* **What you should do**
Please write the data out once more, exactly as it is given.

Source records
=== Section Start ===

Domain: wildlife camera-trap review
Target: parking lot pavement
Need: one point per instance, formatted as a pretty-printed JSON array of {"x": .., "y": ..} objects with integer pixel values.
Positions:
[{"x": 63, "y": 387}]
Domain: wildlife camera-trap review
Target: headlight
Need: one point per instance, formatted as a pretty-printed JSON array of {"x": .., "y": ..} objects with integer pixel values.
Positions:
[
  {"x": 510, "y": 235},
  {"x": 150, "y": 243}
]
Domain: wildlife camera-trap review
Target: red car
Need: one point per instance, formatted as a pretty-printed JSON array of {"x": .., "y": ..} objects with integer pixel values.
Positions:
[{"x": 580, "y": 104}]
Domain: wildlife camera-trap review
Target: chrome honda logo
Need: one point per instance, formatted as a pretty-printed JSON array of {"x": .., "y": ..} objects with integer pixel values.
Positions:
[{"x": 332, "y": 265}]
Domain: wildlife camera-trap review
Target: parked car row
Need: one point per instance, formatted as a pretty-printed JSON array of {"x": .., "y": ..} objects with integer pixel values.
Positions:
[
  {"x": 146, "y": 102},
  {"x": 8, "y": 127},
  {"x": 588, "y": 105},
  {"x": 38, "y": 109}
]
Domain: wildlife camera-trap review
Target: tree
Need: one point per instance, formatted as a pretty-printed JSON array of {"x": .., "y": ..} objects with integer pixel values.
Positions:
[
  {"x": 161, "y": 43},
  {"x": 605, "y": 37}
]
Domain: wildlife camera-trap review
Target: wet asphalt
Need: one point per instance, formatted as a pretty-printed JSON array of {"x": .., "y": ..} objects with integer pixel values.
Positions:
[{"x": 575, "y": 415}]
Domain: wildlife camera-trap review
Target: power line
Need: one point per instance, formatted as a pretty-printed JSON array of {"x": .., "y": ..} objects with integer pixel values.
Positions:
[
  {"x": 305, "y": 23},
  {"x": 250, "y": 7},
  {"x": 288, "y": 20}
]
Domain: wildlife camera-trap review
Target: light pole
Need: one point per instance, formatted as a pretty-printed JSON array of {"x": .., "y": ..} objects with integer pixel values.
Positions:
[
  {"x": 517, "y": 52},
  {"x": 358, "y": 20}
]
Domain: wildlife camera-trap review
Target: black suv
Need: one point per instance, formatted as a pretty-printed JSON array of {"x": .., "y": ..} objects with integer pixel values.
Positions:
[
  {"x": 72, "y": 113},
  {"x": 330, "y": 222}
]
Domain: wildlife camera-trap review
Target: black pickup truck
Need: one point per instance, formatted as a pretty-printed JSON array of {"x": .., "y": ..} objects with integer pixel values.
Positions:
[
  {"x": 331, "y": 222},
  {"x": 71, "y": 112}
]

=== Section End ===

* **Response below**
Domain: wildlife camera-trap review
Target: parking lot pavement
Need: one point per instance, formatted as a pretty-printed JSON array of {"x": .., "y": ..} objects with integer pixel values.
Positions:
[{"x": 63, "y": 387}]
Domain: wildlife camera-trap review
Target: headlight
Need: one point per instance, formatted as a pretty-printed JSON array of {"x": .., "y": ..} objects with integer pixel values.
Positions:
[
  {"x": 510, "y": 235},
  {"x": 150, "y": 243}
]
Domain: wildlife camera-trap review
Target: red car
Need: one point per instance, formatted as a pretty-printed JSON array of {"x": .., "y": ..} objects with integer pixel values.
Positions:
[{"x": 580, "y": 104}]
Domain: wildlife camera-trap review
Target: chrome honda logo
Need: one point per instance, formatted as a pretty-printed JSON array of {"x": .., "y": ..} objects with integer pixel values.
Positions:
[{"x": 332, "y": 265}]
Domain: wildlife camera-trap review
Target: parked car row
Need: one point per instance, formatted as a pretty-printed JSON array of {"x": .., "y": ..} objects with integer pixel values.
Positions:
[
  {"x": 146, "y": 102},
  {"x": 8, "y": 127},
  {"x": 588, "y": 105},
  {"x": 38, "y": 109}
]
Domain: wildlife camera-trap review
Target: tree
Need: one point per instance, formatted as a pretty-printed JSON array of {"x": .., "y": ..} objects with integer pixel values.
Positions:
[
  {"x": 161, "y": 43},
  {"x": 605, "y": 37}
]
Domain: wildlife camera-trap review
Target: wet asphalt
Need: one point per instance, formatted as a pretty-printed JSON array of {"x": .., "y": ..} objects with integer pixel values.
Positions:
[{"x": 575, "y": 415}]
Domain: wildlife camera-trap review
Target: power line
Need: one point per instance, formatted as a pretty-printed JSON array of {"x": .., "y": ..} objects with integer pixel values.
Positions:
[
  {"x": 305, "y": 23},
  {"x": 250, "y": 7},
  {"x": 288, "y": 20}
]
Domain: wildlife camera-trap review
Target: light pole
Need: one point per instance, formatted as a pretty-printed JSON array of {"x": .., "y": ..} objects with integer pixel values.
Positions:
[
  {"x": 517, "y": 52},
  {"x": 358, "y": 20}
]
Domain: wildlife camera-trap review
Target: black suv
Need: one point per instance, formatted as a pretty-printed JSON array of {"x": .., "y": ..} objects with integer pixel values.
Positions:
[
  {"x": 72, "y": 113},
  {"x": 330, "y": 222}
]
Domain: wildlife camera-trap review
Target: black pickup truck
Need: one point per instance, formatted as a pretty-printed JSON array of {"x": .., "y": ..} objects with integer pixel values.
Positions:
[
  {"x": 331, "y": 222},
  {"x": 71, "y": 112}
]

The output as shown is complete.